WORK REQUEST:
First find the line with "[[99, 170], [175, 40]]" in the entries below, then set down exactly every line through the line with "[[32, 178], [31, 175], [118, 99]]", that line included.
-- DATASET RECORDS follows --
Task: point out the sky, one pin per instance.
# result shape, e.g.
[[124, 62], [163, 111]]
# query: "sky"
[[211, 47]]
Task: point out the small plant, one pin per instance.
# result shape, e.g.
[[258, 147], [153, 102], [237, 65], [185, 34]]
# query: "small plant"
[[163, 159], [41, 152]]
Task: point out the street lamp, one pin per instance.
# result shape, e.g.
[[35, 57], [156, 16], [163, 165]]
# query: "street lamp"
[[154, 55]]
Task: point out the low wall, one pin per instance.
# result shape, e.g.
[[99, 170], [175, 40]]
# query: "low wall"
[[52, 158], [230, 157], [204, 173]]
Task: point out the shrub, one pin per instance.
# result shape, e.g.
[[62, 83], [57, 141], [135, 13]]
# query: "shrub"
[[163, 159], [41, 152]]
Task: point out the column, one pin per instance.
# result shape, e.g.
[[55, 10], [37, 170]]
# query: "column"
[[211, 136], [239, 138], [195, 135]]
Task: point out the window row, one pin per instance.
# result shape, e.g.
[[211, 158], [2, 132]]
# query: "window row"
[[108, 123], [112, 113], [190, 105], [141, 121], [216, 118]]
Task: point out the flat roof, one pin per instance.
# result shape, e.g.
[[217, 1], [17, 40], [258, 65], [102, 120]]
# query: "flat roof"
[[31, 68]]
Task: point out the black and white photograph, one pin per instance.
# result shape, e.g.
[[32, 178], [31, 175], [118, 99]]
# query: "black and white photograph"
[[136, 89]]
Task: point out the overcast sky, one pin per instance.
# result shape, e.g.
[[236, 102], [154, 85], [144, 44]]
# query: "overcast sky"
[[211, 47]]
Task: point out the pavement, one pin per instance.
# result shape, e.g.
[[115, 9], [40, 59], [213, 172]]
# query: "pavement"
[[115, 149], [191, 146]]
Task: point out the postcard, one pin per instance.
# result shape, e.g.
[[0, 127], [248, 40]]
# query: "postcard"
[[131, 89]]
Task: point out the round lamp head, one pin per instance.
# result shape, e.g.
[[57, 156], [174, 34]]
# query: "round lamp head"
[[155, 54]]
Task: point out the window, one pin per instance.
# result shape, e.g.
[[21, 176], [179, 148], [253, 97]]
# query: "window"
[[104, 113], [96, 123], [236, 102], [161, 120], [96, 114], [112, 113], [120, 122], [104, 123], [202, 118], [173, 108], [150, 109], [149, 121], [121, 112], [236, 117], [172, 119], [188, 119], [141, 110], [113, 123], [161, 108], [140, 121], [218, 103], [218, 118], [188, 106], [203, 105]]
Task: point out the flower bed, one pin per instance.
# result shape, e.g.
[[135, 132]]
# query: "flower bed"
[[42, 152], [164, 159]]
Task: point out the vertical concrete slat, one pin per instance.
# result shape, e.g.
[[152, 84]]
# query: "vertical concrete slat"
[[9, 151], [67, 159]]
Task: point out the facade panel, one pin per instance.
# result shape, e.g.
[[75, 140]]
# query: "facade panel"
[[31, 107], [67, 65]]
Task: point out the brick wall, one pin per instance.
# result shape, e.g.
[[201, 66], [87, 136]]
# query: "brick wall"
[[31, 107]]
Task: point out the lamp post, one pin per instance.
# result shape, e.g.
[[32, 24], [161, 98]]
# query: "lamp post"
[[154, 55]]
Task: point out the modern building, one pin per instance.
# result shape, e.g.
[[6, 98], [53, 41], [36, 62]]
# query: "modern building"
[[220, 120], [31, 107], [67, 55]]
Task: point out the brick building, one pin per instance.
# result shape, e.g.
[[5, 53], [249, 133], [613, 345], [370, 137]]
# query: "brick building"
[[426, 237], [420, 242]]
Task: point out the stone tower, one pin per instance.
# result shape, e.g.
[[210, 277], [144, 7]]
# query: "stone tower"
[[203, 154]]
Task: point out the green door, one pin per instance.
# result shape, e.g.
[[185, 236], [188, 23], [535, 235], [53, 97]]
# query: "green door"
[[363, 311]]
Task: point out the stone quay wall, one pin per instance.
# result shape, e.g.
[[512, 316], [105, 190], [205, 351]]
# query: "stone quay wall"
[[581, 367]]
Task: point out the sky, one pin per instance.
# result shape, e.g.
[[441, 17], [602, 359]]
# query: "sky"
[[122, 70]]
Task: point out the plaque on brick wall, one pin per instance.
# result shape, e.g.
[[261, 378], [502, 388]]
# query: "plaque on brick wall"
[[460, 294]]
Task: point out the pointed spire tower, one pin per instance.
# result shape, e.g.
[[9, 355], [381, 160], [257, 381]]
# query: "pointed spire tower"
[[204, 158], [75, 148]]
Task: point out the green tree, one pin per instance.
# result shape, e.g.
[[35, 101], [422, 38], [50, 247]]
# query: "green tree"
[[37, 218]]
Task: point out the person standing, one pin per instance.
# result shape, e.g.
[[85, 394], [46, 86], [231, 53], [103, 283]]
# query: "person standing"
-- DATASET RECORDS concluded --
SOLUTION FOR THIS TASK:
[[99, 170], [175, 40]]
# query: "low wall"
[[52, 158], [230, 157], [204, 173]]
Task: point out the shrub, one pin per instance.
# result shape, e.g.
[[62, 83], [57, 141], [135, 13]]
# query: "shrub"
[[163, 159], [41, 152]]
Task: point out the column, one pin per instance.
# result shape, e.g.
[[55, 10], [37, 170]]
# query: "column"
[[211, 136], [239, 138], [195, 135]]
Task: point out the window row, one pin per instance.
# result shape, e.g.
[[211, 158], [2, 132]]
# query: "window row"
[[108, 123], [112, 113], [190, 105], [141, 121], [216, 118]]
Task: point out the flat roof, one pin per instance.
# result shape, e.g.
[[217, 1], [17, 40], [258, 65], [102, 120]]
# query: "flat roof"
[[31, 68]]
Task: point out the black and white photograph, one pin per instance.
# result shape, e.g.
[[32, 178], [31, 175], [118, 99]]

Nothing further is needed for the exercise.